• **EXERCISE GOAL**
Extract each line of the data below exactly as written.

• **GIVEN INFORMATION**
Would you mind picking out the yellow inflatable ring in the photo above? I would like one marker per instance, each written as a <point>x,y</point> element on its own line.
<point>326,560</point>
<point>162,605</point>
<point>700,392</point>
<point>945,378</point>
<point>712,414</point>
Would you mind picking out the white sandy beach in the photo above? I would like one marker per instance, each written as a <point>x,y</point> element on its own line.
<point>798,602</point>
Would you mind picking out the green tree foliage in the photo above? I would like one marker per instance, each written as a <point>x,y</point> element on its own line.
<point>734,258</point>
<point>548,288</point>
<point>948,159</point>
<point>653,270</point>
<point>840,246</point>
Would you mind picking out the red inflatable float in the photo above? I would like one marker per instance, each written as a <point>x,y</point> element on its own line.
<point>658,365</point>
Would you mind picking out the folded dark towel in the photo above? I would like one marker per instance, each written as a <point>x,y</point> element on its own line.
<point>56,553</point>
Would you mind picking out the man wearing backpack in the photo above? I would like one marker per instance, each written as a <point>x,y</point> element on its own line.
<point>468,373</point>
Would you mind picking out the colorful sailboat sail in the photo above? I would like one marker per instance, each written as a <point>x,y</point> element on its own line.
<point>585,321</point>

• **RESULT FOR THIS EXERCISE**
Would you mind picking out the yellow inflatable ring in the photo above? I would like one marker per instance, each written as a <point>x,y</point> element on its own line.
<point>326,560</point>
<point>162,605</point>
<point>700,392</point>
<point>945,378</point>
<point>712,414</point>
Would you mind picking out the white sandy beach in the photo above? I would like one marker per instance, each written as a <point>x,y</point> element on its own line.
<point>798,602</point>
Would you mind picking out the green tree foliage in the photo above? I would like one marker per instance, each written as a <point>x,y</point> element on its own line.
<point>734,258</point>
<point>548,288</point>
<point>948,159</point>
<point>653,270</point>
<point>840,246</point>
Would you mind picking out the red inflatable float in the photo above? I would like one marker per instance, each written as a <point>x,y</point> element on its own line.
<point>658,365</point>
Would you mind picking out the folded dark towel in the photo above? I would like one marker per instance, each written as a <point>x,y</point> element on its own line.
<point>56,553</point>
Would you mind picking out the man wearing backpack in the photo above? I would like one marker per instance, each written as a <point>x,y</point> element on its own line.
<point>468,373</point>
Would you mind picking out the colorful sailboat sail in the photo above? I would like one marker per instance, each written as a <point>x,y</point> element on its own line.
<point>585,321</point>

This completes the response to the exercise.